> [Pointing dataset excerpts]
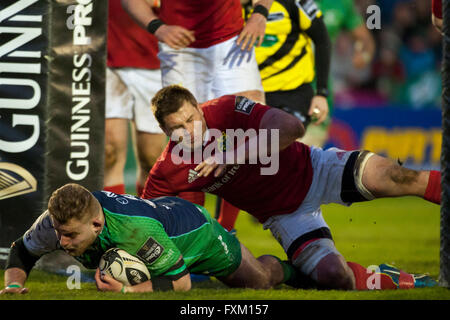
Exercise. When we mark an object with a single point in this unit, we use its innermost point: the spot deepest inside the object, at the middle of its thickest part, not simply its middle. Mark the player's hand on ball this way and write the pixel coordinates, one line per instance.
(318, 110)
(253, 31)
(105, 282)
(210, 165)
(175, 37)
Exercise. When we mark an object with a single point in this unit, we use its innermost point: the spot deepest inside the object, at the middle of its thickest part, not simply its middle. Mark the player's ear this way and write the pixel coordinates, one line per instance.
(97, 225)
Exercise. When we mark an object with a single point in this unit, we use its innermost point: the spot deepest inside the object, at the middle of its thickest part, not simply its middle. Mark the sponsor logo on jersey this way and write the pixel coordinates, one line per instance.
(244, 105)
(150, 251)
(193, 175)
(15, 181)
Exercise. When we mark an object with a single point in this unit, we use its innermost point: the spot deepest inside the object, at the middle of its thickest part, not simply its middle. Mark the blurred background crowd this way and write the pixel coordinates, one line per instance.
(405, 71)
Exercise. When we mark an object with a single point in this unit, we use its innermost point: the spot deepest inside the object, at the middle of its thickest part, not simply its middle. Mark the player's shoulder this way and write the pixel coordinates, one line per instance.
(308, 6)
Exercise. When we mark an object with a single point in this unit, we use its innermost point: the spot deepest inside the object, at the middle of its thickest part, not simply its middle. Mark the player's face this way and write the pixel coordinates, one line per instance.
(186, 126)
(76, 236)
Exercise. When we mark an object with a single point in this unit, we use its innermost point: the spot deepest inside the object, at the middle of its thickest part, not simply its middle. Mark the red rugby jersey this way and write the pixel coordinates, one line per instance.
(213, 21)
(437, 8)
(241, 185)
(128, 44)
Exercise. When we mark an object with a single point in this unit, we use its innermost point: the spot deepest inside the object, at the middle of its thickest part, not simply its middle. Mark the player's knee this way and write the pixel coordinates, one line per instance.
(111, 155)
(334, 276)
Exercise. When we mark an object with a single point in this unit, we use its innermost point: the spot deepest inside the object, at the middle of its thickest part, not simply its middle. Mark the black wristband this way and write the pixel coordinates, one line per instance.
(261, 10)
(154, 25)
(322, 92)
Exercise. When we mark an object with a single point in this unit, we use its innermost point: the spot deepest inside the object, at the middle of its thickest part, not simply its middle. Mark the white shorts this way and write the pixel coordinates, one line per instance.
(210, 72)
(128, 95)
(328, 167)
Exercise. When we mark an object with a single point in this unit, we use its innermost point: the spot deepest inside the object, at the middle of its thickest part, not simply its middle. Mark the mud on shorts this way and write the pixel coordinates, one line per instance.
(128, 95)
(304, 234)
(223, 68)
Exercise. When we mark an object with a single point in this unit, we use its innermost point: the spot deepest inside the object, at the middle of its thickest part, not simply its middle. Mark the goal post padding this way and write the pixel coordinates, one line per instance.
(52, 104)
(444, 277)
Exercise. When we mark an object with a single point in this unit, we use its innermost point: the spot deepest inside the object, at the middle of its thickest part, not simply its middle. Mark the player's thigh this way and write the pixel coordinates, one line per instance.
(143, 84)
(296, 102)
(384, 177)
(235, 70)
(188, 67)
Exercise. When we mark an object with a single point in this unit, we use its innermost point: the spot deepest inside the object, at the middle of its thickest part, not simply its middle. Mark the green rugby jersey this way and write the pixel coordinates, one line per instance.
(172, 236)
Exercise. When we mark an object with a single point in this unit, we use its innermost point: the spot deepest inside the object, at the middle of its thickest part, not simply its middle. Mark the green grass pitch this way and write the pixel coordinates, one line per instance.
(403, 232)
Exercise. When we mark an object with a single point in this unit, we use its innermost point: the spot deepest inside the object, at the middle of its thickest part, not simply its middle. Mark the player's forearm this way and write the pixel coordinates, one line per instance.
(15, 276)
(265, 3)
(140, 11)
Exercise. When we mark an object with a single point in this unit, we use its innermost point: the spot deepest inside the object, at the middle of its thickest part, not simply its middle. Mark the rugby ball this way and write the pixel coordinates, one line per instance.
(123, 267)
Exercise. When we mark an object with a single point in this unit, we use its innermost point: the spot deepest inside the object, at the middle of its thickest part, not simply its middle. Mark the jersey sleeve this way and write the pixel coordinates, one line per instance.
(308, 11)
(41, 237)
(157, 185)
(152, 244)
(234, 112)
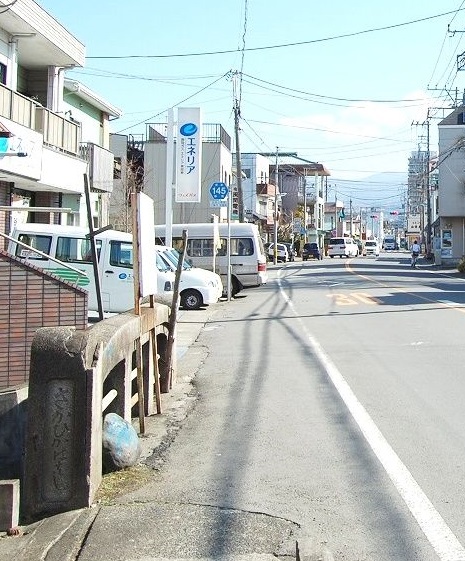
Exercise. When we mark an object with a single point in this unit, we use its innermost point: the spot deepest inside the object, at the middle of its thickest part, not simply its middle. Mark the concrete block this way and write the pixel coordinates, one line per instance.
(13, 413)
(9, 504)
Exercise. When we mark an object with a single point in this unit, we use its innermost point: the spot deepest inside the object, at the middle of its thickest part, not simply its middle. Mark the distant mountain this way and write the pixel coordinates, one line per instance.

> [Given request] In the part of the listing that opens with the line containing "Mark the rugby" and closes at the end of the listing, swap "pixel coordinates" for "image coordinates" and change nothing else. Write out only that part, and leave the pictures out.

> [Response]
Exercise. When we mark an object with a single point in this unit, we use its innermost point: the spot deepest inside the object, at the middle of its thickest part, not simply its middle. Mark the rugby ball this way and write the image coordinates, one line per instance.
(123, 267)
Exercise. When we mark an object with a single point in this unit, we use its innermost point: the spot deepest inside the object, at the middle of its thickest part, not simply its middle. Mark the jersey sleeve this way and write the image coordinates, one line per instance.
(308, 11)
(41, 237)
(157, 185)
(152, 244)
(234, 112)
Exercise. When we mark an object with a single point in this unit, we use its innermost point: the spot deepest inside the object, at the middle of its thickest part, not simply its middle. Mark the concrete block this way and write the image coordinates, one line per instance.
(13, 413)
(9, 504)
Exercise. When we mark an object with a single point in this unit, we use its innermost point: the spot deepest inside the object, at the middle of its thickest part, not simply its middle. Mark the distant mountain this way and write the image coordinates, one line per instance.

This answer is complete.